TEXT =
----
Nach Worten des Ministers bestehe "kein Zweifel daran", dass die syrische Regierung in der Ortschaft Hula Artillerie und Panzer eingesetzt hat. Das hätten "die Beobachter der UNO vor Ort bestätigt."

Britischer Außenminister fordert "zusätzlichen Druck"

Angesichts der Aufforderung seines britischen Amtskollegen William Hague, "zusätzlichen Druck" auf die syrische Regierung auszuüben, entgegnete Lawrow, Russland übe "täglich" Druck aus. Resultat sei, dass die Regierung in Damaskus im Herbst letzten Jahres der Beobachtermission der Liga arabischer Staaten und im April dieses Jahres dem Friedensplan von Kofi Annan zugestimmt hat. Lawrow traf mit dem britischen Außenminister gestern in Moskau zu Gesprächen zusammen.

Am Freitag waren in der Ortschaft Hula, 170 Kilometer nördlich von Damaskus, 116 Zivilisten getötet worden. Die Vorfälle müssten gründlich untersucht werden, erklärte der russische Außenminister. Die Ortschaft Hula liegt nach Aussage des russischen Außenministers in einem Gebiet, "welches von den syrischen Rebellen kontrolliert wird, aber von den Regierungstruppen umzingelt ist." Der Beschuss der Ortschaft durch syrische Artillerie begann am Freitag. Was der Auslöser war, ist bisher unklar.
----
EXTRAHIERTE ANGABEN =
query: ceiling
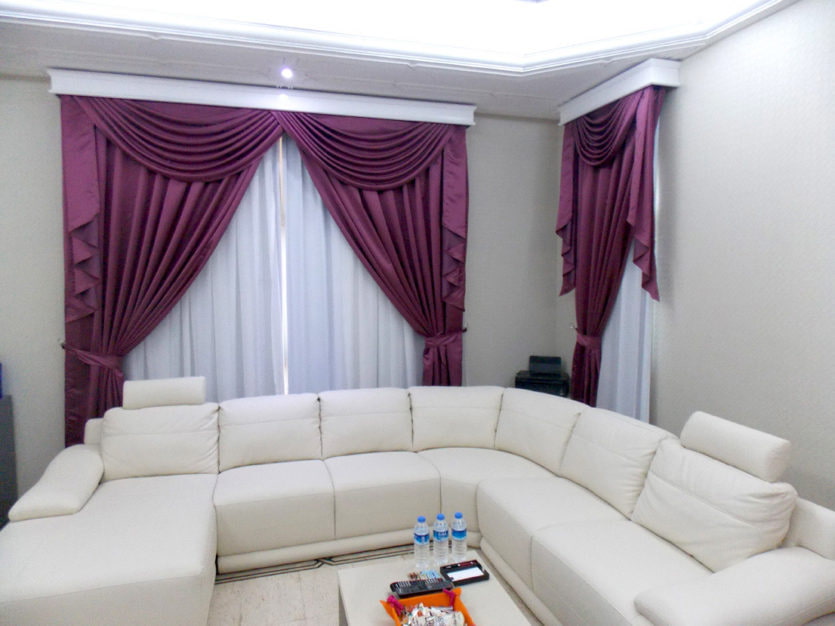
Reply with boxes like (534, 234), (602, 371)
(0, 0), (794, 119)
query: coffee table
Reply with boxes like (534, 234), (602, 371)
(337, 551), (530, 626)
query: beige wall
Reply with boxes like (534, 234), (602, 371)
(653, 0), (835, 507)
(0, 77), (64, 489)
(464, 116), (574, 385)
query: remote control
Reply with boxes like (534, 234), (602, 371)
(389, 578), (452, 598)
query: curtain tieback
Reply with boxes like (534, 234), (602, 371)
(577, 331), (603, 350)
(61, 344), (122, 370)
(426, 330), (464, 348)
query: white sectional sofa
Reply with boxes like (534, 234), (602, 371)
(0, 379), (835, 626)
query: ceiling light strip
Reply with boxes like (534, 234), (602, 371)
(560, 59), (681, 124)
(47, 69), (475, 126)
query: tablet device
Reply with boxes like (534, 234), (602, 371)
(441, 560), (490, 587)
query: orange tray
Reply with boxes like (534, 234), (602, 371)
(380, 587), (476, 626)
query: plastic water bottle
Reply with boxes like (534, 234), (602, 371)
(415, 515), (430, 572)
(452, 511), (467, 563)
(432, 513), (449, 567)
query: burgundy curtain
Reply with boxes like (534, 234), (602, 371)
(277, 113), (468, 385)
(557, 86), (664, 405)
(61, 96), (281, 445)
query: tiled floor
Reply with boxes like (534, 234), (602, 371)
(209, 555), (540, 626)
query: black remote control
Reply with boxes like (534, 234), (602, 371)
(389, 578), (452, 598)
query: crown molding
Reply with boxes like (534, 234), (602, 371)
(47, 68), (475, 126)
(560, 59), (681, 124)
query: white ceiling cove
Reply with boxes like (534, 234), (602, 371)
(0, 0), (794, 119)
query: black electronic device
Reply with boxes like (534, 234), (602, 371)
(515, 355), (568, 397)
(528, 355), (562, 377)
(389, 578), (453, 598)
(441, 560), (490, 587)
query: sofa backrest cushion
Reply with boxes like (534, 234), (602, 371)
(409, 387), (504, 450)
(783, 498), (835, 560)
(319, 388), (412, 458)
(559, 407), (673, 517)
(496, 388), (586, 474)
(101, 402), (218, 480)
(122, 376), (206, 409)
(218, 393), (322, 471)
(632, 441), (797, 571)
(681, 411), (791, 482)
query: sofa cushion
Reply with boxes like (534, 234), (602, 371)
(409, 387), (504, 450)
(122, 376), (206, 409)
(632, 441), (797, 570)
(0, 474), (216, 626)
(635, 548), (835, 626)
(418, 448), (552, 532)
(476, 476), (624, 586)
(559, 408), (672, 517)
(214, 460), (334, 556)
(325, 452), (441, 539)
(101, 402), (217, 480)
(681, 411), (791, 482)
(319, 388), (412, 458)
(218, 393), (322, 471)
(9, 444), (104, 522)
(531, 520), (710, 626)
(101, 403), (217, 480)
(783, 498), (835, 560)
(496, 389), (586, 474)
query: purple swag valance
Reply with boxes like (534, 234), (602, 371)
(61, 96), (467, 444)
(557, 86), (664, 405)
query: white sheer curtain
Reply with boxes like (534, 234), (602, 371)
(124, 138), (423, 401)
(597, 252), (652, 422)
(284, 141), (423, 393)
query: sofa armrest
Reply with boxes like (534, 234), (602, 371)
(635, 548), (835, 626)
(9, 444), (104, 522)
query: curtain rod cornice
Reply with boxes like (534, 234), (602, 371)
(47, 68), (475, 126)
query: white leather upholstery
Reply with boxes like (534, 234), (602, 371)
(559, 407), (672, 517)
(101, 403), (218, 480)
(84, 417), (104, 445)
(632, 441), (797, 570)
(0, 474), (215, 626)
(531, 520), (709, 626)
(783, 498), (835, 559)
(9, 444), (104, 522)
(122, 376), (206, 410)
(319, 389), (412, 458)
(409, 387), (504, 450)
(476, 476), (624, 586)
(218, 393), (322, 471)
(496, 389), (585, 474)
(418, 448), (552, 539)
(0, 381), (835, 626)
(325, 451), (441, 539)
(635, 548), (835, 626)
(214, 460), (334, 556)
(681, 411), (791, 482)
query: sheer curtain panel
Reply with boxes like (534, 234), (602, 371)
(276, 111), (468, 385)
(125, 137), (421, 401)
(557, 86), (664, 405)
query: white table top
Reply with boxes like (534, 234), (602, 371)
(338, 551), (530, 626)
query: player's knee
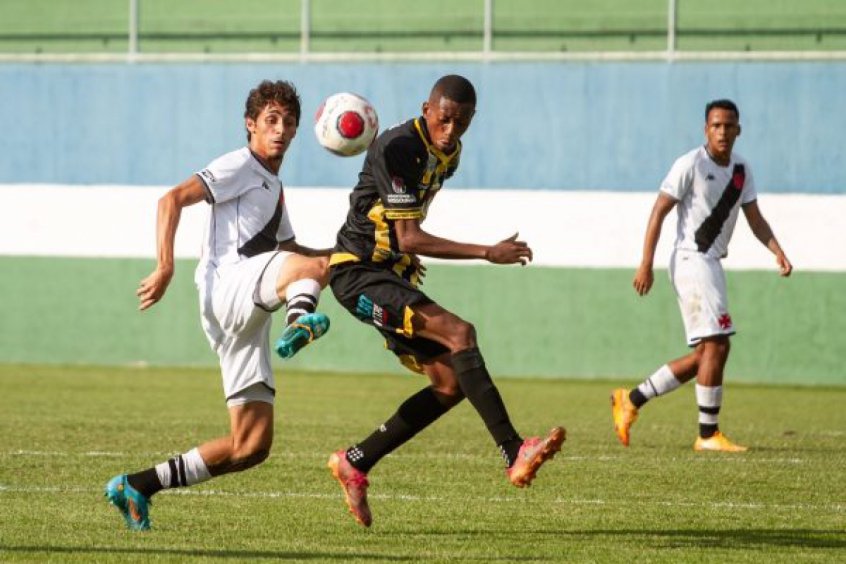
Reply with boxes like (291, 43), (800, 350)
(299, 257), (329, 288)
(450, 321), (476, 351)
(432, 380), (464, 408)
(232, 444), (270, 472)
(696, 335), (731, 360)
(312, 257), (329, 288)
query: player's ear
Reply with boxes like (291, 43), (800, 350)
(244, 117), (256, 134)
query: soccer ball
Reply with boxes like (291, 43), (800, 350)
(314, 92), (379, 157)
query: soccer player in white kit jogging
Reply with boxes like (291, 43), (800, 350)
(611, 100), (793, 452)
(106, 80), (331, 530)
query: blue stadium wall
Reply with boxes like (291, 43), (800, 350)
(0, 62), (846, 386)
(0, 62), (846, 194)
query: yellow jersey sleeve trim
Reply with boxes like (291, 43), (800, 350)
(329, 253), (361, 266)
(385, 208), (423, 219)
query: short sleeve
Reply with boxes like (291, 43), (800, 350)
(373, 138), (426, 219)
(276, 197), (294, 243)
(197, 151), (250, 203)
(740, 163), (758, 205)
(659, 156), (693, 200)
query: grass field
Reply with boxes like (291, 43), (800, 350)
(0, 0), (846, 53)
(0, 365), (846, 562)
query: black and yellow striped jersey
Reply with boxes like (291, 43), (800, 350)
(331, 117), (461, 285)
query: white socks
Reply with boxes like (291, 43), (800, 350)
(637, 364), (681, 400)
(696, 384), (723, 438)
(156, 448), (211, 488)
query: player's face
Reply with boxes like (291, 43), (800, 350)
(247, 102), (297, 166)
(423, 96), (476, 153)
(705, 108), (740, 164)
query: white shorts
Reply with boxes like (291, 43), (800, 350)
(200, 251), (291, 401)
(670, 249), (734, 347)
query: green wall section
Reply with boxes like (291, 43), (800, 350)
(0, 257), (846, 385)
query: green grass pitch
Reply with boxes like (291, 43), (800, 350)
(0, 365), (846, 562)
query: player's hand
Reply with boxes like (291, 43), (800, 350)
(411, 255), (426, 286)
(776, 253), (793, 277)
(485, 233), (533, 266)
(632, 264), (655, 296)
(135, 268), (173, 311)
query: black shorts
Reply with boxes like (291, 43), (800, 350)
(329, 262), (449, 372)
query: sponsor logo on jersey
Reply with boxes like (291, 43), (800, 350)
(385, 194), (417, 206)
(731, 166), (746, 190)
(373, 304), (388, 327)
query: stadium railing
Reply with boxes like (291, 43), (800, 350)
(0, 0), (846, 62)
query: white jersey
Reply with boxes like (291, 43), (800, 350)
(194, 147), (294, 289)
(660, 146), (758, 259)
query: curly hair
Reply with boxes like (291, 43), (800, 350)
(244, 80), (302, 141)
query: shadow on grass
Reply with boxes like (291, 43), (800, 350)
(0, 544), (551, 562)
(412, 529), (846, 550)
(0, 544), (416, 562)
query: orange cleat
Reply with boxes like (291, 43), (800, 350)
(693, 431), (748, 452)
(327, 450), (373, 527)
(505, 427), (567, 488)
(611, 388), (637, 446)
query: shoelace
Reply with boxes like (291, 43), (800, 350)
(345, 472), (370, 488)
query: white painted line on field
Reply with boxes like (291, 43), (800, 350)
(0, 484), (846, 513)
(0, 450), (808, 464)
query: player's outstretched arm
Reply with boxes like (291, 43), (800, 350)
(632, 193), (676, 296)
(395, 219), (532, 265)
(743, 200), (793, 276)
(278, 239), (332, 257)
(135, 176), (206, 310)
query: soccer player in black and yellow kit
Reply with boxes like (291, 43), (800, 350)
(329, 75), (565, 526)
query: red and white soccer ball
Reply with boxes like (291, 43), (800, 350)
(314, 92), (379, 157)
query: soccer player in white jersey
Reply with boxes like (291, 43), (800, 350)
(611, 100), (793, 452)
(106, 80), (331, 530)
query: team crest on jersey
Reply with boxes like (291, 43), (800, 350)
(731, 165), (746, 190)
(391, 176), (405, 194)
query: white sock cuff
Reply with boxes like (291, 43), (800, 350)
(696, 384), (723, 407)
(156, 448), (211, 488)
(285, 278), (320, 303)
(182, 448), (211, 486)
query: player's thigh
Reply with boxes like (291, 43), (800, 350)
(329, 263), (433, 338)
(412, 303), (476, 350)
(217, 318), (276, 405)
(229, 394), (273, 448)
(212, 251), (291, 326)
(670, 251), (734, 345)
(379, 330), (450, 374)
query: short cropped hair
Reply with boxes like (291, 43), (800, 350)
----
ZIEL =
Wie weit und in welcher Richtung liegt Hula laut dem Text von Damaskus entfernt? Die Daten haben einen anderen Ursprung als der Text.

LÖSUNG DER AUFGABE =
Hula liegt 170 Kilometer nördlich von Damaskus.